- **What needs to be done**
Starting with the line that contains "Kindly put a point on every instance of the concrete bridge" and continuing through the last line of the listing below, give those lines as a JSON list of strings, one string per line, with blank lines omitted.

- **Provided information**
==============================

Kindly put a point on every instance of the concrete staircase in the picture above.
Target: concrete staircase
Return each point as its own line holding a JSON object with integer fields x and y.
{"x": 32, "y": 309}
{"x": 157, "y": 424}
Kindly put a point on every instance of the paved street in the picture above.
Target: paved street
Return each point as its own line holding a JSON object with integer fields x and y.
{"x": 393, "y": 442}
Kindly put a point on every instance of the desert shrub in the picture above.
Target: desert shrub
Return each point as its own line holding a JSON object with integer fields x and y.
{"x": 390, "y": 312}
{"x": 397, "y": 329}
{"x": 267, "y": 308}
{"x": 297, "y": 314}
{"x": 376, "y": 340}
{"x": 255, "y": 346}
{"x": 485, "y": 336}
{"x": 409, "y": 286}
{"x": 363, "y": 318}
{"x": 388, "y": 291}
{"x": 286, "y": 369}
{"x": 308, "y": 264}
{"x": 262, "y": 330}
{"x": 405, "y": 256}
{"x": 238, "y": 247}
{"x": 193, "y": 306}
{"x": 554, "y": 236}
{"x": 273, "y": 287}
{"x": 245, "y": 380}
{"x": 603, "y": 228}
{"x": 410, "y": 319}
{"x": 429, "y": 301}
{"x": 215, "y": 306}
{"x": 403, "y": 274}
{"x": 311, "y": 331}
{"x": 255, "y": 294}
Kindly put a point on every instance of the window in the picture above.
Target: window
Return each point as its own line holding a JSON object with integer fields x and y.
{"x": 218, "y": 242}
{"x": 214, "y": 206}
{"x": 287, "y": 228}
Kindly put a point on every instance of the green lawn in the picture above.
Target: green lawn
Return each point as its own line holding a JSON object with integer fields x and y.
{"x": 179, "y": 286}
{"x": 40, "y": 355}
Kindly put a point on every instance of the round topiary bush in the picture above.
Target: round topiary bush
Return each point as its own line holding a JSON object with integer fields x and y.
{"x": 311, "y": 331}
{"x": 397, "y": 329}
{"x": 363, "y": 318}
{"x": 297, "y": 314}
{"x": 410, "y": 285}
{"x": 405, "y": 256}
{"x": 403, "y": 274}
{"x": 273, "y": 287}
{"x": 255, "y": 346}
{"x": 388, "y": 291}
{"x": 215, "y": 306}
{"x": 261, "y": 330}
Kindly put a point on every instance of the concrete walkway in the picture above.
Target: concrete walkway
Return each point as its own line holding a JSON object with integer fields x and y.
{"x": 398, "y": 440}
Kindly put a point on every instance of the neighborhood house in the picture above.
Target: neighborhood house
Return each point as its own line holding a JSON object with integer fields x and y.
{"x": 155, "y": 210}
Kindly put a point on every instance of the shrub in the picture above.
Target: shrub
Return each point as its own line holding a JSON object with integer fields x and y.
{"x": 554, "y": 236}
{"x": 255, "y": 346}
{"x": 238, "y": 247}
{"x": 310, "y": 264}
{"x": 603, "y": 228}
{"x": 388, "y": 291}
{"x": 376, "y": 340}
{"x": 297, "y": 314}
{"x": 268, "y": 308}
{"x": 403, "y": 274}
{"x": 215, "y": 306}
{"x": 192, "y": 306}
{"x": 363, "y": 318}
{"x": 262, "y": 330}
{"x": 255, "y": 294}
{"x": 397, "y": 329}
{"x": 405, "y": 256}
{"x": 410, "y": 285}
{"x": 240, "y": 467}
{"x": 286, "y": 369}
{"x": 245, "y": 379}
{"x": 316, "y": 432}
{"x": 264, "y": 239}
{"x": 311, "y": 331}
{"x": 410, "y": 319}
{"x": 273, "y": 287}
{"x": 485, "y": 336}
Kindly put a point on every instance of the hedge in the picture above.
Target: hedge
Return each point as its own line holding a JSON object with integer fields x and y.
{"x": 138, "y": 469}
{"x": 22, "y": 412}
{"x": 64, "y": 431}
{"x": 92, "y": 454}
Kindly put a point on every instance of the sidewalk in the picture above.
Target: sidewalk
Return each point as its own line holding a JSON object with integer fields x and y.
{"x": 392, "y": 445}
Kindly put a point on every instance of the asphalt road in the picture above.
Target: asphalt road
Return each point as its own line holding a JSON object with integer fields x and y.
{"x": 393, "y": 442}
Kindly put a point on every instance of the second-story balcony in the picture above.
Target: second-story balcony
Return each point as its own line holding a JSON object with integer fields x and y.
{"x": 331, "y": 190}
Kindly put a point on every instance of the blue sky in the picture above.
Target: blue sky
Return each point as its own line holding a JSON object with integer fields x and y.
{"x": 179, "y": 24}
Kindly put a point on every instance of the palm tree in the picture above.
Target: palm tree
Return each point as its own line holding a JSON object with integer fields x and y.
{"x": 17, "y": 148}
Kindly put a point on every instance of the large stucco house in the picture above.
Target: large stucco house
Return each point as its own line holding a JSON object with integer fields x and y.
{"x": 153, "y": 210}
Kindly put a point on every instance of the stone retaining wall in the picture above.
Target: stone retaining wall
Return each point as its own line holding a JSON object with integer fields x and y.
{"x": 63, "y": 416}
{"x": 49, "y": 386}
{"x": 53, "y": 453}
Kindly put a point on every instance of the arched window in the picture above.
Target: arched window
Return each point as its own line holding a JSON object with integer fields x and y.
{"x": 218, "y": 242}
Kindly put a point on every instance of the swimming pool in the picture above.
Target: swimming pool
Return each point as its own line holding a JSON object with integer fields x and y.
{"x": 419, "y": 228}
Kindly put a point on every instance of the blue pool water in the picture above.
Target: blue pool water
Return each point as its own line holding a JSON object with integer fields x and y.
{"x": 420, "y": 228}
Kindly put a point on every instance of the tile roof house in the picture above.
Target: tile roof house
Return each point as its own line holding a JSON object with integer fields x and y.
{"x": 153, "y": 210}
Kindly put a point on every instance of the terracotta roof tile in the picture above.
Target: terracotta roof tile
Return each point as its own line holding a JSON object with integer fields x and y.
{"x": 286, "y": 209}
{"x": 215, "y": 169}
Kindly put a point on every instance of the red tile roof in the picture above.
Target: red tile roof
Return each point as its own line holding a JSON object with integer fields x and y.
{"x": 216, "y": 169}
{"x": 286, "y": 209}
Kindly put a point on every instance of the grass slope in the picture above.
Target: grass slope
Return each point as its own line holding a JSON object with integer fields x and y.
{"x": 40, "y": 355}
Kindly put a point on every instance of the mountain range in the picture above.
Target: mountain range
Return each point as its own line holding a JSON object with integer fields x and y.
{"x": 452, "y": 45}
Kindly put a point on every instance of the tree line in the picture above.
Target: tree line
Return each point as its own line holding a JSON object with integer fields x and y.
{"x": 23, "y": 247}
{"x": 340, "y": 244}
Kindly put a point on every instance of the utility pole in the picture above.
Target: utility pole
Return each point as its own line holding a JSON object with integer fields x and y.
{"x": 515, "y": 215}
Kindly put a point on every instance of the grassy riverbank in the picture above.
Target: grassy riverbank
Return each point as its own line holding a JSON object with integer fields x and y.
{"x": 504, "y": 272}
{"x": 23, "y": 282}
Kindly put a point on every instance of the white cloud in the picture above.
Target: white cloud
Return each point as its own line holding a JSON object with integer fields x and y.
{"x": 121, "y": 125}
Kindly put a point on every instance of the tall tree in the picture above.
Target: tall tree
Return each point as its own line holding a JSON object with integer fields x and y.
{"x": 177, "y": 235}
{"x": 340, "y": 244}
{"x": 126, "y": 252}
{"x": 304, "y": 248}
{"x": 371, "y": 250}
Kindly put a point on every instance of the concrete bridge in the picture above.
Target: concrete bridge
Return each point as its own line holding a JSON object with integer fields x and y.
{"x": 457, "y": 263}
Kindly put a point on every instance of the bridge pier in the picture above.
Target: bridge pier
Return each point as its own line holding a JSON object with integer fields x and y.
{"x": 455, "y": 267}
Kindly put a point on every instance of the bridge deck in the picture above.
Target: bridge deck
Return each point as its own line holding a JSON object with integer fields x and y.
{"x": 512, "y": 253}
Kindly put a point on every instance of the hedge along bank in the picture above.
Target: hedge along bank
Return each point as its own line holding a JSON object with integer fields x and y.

==============================

- **Correct response**
[
  "Kindly put a point on every instance of the concrete bridge in the picture above.",
  "Target: concrete bridge",
  "Return each point as its own line holding a JSON object with integer fields x and y.",
  "{\"x\": 457, \"y\": 263}",
  "Kindly put a point on every instance of the bridge pier in the picture above.",
  "Target: bridge pier",
  "Return each point as its own line holding a JSON object with integer fields x and y.",
  "{\"x\": 455, \"y\": 267}",
  "Kindly put a point on every instance of the bridge deck in the picture above.",
  "Target: bridge deck",
  "Return each point as its own line holding a JSON object with integer fields x and y.",
  "{\"x\": 512, \"y\": 253}",
  "Kindly put a point on every instance of the hedge along bank in the picture above.",
  "Target: hedge along bank",
  "Return each point as its own line holding a JSON object with integer fields x and y."
]